Exercise instructions: Please output the data exactly, without omitting anything.

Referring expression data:
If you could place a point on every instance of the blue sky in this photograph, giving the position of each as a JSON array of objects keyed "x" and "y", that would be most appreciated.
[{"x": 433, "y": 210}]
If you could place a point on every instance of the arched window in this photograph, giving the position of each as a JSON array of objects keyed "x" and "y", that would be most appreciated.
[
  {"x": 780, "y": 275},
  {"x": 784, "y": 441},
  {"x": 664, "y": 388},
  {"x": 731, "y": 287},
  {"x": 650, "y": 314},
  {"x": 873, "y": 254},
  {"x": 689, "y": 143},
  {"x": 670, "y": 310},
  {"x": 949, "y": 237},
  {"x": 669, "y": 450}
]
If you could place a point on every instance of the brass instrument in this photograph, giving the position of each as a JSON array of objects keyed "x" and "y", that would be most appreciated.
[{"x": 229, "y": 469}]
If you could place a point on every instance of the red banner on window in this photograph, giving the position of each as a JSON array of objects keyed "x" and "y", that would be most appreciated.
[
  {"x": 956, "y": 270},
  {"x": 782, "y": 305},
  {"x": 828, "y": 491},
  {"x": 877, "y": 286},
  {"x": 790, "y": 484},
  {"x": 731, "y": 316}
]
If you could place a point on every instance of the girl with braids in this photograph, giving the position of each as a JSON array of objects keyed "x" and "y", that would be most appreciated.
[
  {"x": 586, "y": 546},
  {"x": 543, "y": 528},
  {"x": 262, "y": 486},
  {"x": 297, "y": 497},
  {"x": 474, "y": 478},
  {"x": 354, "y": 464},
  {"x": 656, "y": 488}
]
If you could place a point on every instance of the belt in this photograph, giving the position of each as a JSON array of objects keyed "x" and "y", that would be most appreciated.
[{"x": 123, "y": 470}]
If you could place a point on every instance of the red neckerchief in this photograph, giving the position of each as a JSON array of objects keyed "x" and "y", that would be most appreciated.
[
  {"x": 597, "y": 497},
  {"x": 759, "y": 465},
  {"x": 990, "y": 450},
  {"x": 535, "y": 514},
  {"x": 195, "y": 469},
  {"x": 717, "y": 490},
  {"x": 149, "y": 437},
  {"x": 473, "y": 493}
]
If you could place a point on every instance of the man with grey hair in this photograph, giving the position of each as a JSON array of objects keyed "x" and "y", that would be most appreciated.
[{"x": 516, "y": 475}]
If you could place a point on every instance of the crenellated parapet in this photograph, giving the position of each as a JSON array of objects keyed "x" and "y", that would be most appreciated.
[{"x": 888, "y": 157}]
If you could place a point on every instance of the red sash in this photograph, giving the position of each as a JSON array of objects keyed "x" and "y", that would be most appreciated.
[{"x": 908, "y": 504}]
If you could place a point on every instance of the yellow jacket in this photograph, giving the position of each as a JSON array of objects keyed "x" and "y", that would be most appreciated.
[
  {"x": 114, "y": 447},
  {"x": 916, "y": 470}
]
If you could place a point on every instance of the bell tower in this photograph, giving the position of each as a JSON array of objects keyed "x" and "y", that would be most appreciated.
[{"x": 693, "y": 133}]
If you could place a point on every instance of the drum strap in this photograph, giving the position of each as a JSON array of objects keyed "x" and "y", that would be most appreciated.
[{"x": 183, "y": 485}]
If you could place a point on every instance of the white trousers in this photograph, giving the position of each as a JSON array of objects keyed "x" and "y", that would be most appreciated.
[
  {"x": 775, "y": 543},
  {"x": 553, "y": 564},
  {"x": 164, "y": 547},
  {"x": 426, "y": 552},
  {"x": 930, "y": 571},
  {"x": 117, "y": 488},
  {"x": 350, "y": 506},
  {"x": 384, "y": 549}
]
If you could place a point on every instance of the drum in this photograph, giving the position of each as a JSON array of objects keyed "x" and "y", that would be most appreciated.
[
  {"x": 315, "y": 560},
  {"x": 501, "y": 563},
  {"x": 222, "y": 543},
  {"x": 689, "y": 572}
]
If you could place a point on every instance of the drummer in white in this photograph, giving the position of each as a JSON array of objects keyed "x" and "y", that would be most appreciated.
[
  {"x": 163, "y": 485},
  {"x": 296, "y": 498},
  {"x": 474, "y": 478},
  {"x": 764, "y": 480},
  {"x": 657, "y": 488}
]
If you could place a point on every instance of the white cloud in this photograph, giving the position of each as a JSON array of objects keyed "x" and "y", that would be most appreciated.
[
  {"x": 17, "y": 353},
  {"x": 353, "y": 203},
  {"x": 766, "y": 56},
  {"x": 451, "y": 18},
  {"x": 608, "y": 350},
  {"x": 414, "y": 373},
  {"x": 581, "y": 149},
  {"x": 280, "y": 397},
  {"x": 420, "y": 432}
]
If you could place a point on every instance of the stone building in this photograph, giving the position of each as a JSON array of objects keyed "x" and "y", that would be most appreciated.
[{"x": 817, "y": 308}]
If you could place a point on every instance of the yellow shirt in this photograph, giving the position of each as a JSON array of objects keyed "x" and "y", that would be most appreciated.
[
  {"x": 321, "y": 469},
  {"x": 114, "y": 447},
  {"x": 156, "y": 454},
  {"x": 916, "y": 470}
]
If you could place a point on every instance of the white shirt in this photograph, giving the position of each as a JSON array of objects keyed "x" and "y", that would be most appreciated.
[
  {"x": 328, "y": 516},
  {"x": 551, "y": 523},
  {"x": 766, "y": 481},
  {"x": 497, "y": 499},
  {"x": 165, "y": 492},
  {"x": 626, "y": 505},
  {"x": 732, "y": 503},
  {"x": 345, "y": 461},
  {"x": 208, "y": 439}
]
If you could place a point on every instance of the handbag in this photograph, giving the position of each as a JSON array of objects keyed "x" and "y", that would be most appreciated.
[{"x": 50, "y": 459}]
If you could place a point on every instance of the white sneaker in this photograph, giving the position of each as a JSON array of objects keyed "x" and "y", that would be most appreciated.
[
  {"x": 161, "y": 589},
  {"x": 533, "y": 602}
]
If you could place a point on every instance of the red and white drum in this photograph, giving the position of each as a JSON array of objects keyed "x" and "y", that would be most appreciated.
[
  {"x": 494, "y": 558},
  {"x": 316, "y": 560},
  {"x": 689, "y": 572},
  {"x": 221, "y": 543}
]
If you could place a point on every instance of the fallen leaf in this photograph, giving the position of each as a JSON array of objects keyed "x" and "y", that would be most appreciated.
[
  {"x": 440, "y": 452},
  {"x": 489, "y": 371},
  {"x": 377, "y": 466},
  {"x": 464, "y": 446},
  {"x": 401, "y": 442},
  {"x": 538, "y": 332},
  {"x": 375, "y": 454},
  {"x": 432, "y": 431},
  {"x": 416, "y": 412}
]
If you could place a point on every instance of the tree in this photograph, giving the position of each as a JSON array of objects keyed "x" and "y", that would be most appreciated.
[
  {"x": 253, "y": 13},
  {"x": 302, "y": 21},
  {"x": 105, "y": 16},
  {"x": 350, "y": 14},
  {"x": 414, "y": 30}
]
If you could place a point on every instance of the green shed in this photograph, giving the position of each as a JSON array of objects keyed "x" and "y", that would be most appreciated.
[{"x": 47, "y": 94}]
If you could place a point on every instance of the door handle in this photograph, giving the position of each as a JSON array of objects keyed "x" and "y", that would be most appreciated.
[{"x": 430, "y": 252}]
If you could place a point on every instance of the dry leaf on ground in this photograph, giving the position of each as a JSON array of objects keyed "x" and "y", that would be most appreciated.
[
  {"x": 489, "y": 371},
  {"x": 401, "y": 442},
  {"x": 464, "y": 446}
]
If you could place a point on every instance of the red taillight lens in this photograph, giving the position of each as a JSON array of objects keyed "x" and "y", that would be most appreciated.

Response:
If you could place a point on every instance of the blue sky in this photograph, giving the position of each as a JSON array of objects keyed "x" and "y", that would be most appreciated.
[{"x": 433, "y": 210}]
If you could place a point on every instance of the arched window in this photograph, giving the position of each as a JSON array of objects keyed "x" and "y", that would be most appreciated.
[
  {"x": 780, "y": 275},
  {"x": 784, "y": 441},
  {"x": 664, "y": 388},
  {"x": 731, "y": 287},
  {"x": 650, "y": 314},
  {"x": 873, "y": 254},
  {"x": 689, "y": 143},
  {"x": 670, "y": 310},
  {"x": 949, "y": 237},
  {"x": 669, "y": 450}
]
If you could place a point on every instance of the brass instrument in this photograph, giving the position of each as a JSON array of objects keyed "x" and "y", that would be most appreciated.
[{"x": 229, "y": 469}]
If you could place a point on every instance of the red banner on window in this photograph, giving the position of each as a JSON array of objects keyed "x" and "y", that would be most appreciated.
[
  {"x": 956, "y": 270},
  {"x": 782, "y": 305},
  {"x": 828, "y": 491},
  {"x": 877, "y": 286},
  {"x": 790, "y": 484},
  {"x": 731, "y": 316}
]
If you could place a point on every instance of the girl with braids in this photograph, giving the position of each as a JSON array of objects keyed "x" and "y", that would be most appreciated.
[
  {"x": 586, "y": 546},
  {"x": 543, "y": 528},
  {"x": 262, "y": 486},
  {"x": 297, "y": 497},
  {"x": 474, "y": 478},
  {"x": 354, "y": 464},
  {"x": 656, "y": 488}
]
If you could place a point on every instance of the belt in this photograph, giving the position of each as a JSON array of objects keyed "x" and "y", that would be most appreciated.
[{"x": 123, "y": 470}]
If you could place a point on every instance of the red neckerchief in this photograph, giving the position of each as a JSON array of objects keyed "x" and "y", that would be most appreciated.
[
  {"x": 597, "y": 497},
  {"x": 759, "y": 465},
  {"x": 990, "y": 450},
  {"x": 535, "y": 514},
  {"x": 195, "y": 469},
  {"x": 717, "y": 490},
  {"x": 149, "y": 437},
  {"x": 473, "y": 493}
]
If you could place a point on every instance of the man with grey hair in this photograph, giving the position of each as a JSON array of objects keyed "x" and "y", that would be most appreciated.
[{"x": 516, "y": 475}]
If you could place a point on every instance of the crenellated parapet in this photograph, giving the position of each as a JSON array of objects keyed "x" and "y", that would be most appreciated.
[{"x": 888, "y": 157}]
If you could place a point on every instance of the red sash in this photograph, giving the position of each as a JSON array of objects keyed "x" and "y", that would be most appreciated.
[{"x": 908, "y": 504}]
If you could place a point on every instance of the yellow jacket in this photograph, giving the position of each as a JSON array of objects keyed "x" and "y", that would be most appreciated.
[
  {"x": 114, "y": 447},
  {"x": 916, "y": 470}
]
If you could place a point on every instance of the bell tower in this photograph, giving the position of each as a JSON array of objects keyed "x" and "y", that would be most appreciated.
[{"x": 693, "y": 133}]
If you could place a point on every instance of the drum strap in this photograph, giving the position of each as a JSON array of objects keyed "x" and "y", that would be most appreciated.
[{"x": 183, "y": 485}]
If you could place a point on every instance of the white trousers in this photograph, giving the position of each as a JSON array of objects keyed "x" and "y", that would be most appreciated.
[
  {"x": 775, "y": 543},
  {"x": 553, "y": 564},
  {"x": 164, "y": 547},
  {"x": 426, "y": 552},
  {"x": 930, "y": 571},
  {"x": 117, "y": 488},
  {"x": 350, "y": 506},
  {"x": 384, "y": 549}
]
If you could place a point on every instance of the drum in this photograph, giving the position of each as a JSON array of objects keyed "x" and "y", that would be most appreciated.
[
  {"x": 315, "y": 560},
  {"x": 501, "y": 563},
  {"x": 222, "y": 543},
  {"x": 689, "y": 572}
]
If you could place a point on every instance of the drummer in white in this photograph, giving the position of each as a JSON array of objects keyed "x" and "y", that would be most appreciated.
[
  {"x": 163, "y": 485},
  {"x": 296, "y": 498},
  {"x": 474, "y": 478},
  {"x": 764, "y": 480},
  {"x": 657, "y": 488}
]
If you could place a point on every instance of the white cloud in this photograph, giving the position of each as a JSON array of objects keyed "x" and "y", that would be most appreciated.
[
  {"x": 17, "y": 353},
  {"x": 353, "y": 203},
  {"x": 766, "y": 56},
  {"x": 451, "y": 18},
  {"x": 608, "y": 350},
  {"x": 414, "y": 373},
  {"x": 581, "y": 149},
  {"x": 280, "y": 397},
  {"x": 420, "y": 432}
]
If you could place a point on every instance of the stone building in this photograph, giving the position of each as a JSON array of objects keyed "x" and "y", that would be most appreciated.
[{"x": 817, "y": 308}]
If you could place a point on every instance of the yellow shirt in this photograph, giving the position of each as a JSON array of objects keyed "x" and "y", that would be most appreciated.
[
  {"x": 321, "y": 469},
  {"x": 114, "y": 447},
  {"x": 156, "y": 454},
  {"x": 916, "y": 470}
]
If you could place a point on every instance of the white shirt in this photograph, giving the position of each as a JSON array of objects keyed "x" and "y", that would be most appreciated.
[
  {"x": 328, "y": 516},
  {"x": 551, "y": 523},
  {"x": 766, "y": 481},
  {"x": 497, "y": 499},
  {"x": 165, "y": 492},
  {"x": 626, "y": 505},
  {"x": 732, "y": 503},
  {"x": 345, "y": 461},
  {"x": 208, "y": 439}
]
If you could place a point on every instance of the handbag in this photograph, giving the position of each as a JSON array of objects keyed "x" and "y", that would be most appreciated.
[{"x": 50, "y": 459}]
If you could place a point on every instance of the white sneaker in this photograph, giving the position of each as a JSON array of objects keyed "x" and "y", that would be most appreciated.
[
  {"x": 161, "y": 589},
  {"x": 533, "y": 602}
]
If you could place a point on every instance of the red and white drum in this photograph, giving the position of each as a JSON array of objects keyed "x" and "y", that would be most appreciated.
[
  {"x": 494, "y": 558},
  {"x": 316, "y": 560},
  {"x": 689, "y": 572},
  {"x": 221, "y": 543}
]
If you could place a point on every instance of the fallen leaf in this photograph, giving the position of each as a JSON array of objects keyed "x" and "y", that would be most appreciated.
[
  {"x": 440, "y": 452},
  {"x": 489, "y": 371},
  {"x": 377, "y": 466},
  {"x": 464, "y": 446},
  {"x": 401, "y": 442},
  {"x": 538, "y": 332},
  {"x": 375, "y": 454},
  {"x": 432, "y": 431},
  {"x": 416, "y": 412}
]
If you could place a point on every instance of the tree in this photograph, giving the position of each as a JSON array of objects keyed "x" and "y", that would be most appreciated.
[
  {"x": 253, "y": 13},
  {"x": 302, "y": 21},
  {"x": 105, "y": 16},
  {"x": 350, "y": 14},
  {"x": 414, "y": 30}
]
If you could place a point on every instance of the green shed in this photograph, giving the position of each as a JSON array of objects keyed "x" and "y", that would be most appreciated.
[{"x": 47, "y": 94}]
If you could place a point on every instance of the door handle in this photograph, giving the position of each as a JSON array of objects keyed "x" and "y", that would be most appreciated.
[{"x": 430, "y": 252}]
If you could place a point on every instance of the dry leaf on ground in this photograph, giving the position of each as a JSON array of objects keyed "x" and "y", that would be most appreciated.
[
  {"x": 489, "y": 371},
  {"x": 401, "y": 442},
  {"x": 464, "y": 446}
]
If you could place a point on every instance of the red taillight lens in this photograph, giving the position of each as a JSON array of objects keyed "x" and "y", that would be most appreciated.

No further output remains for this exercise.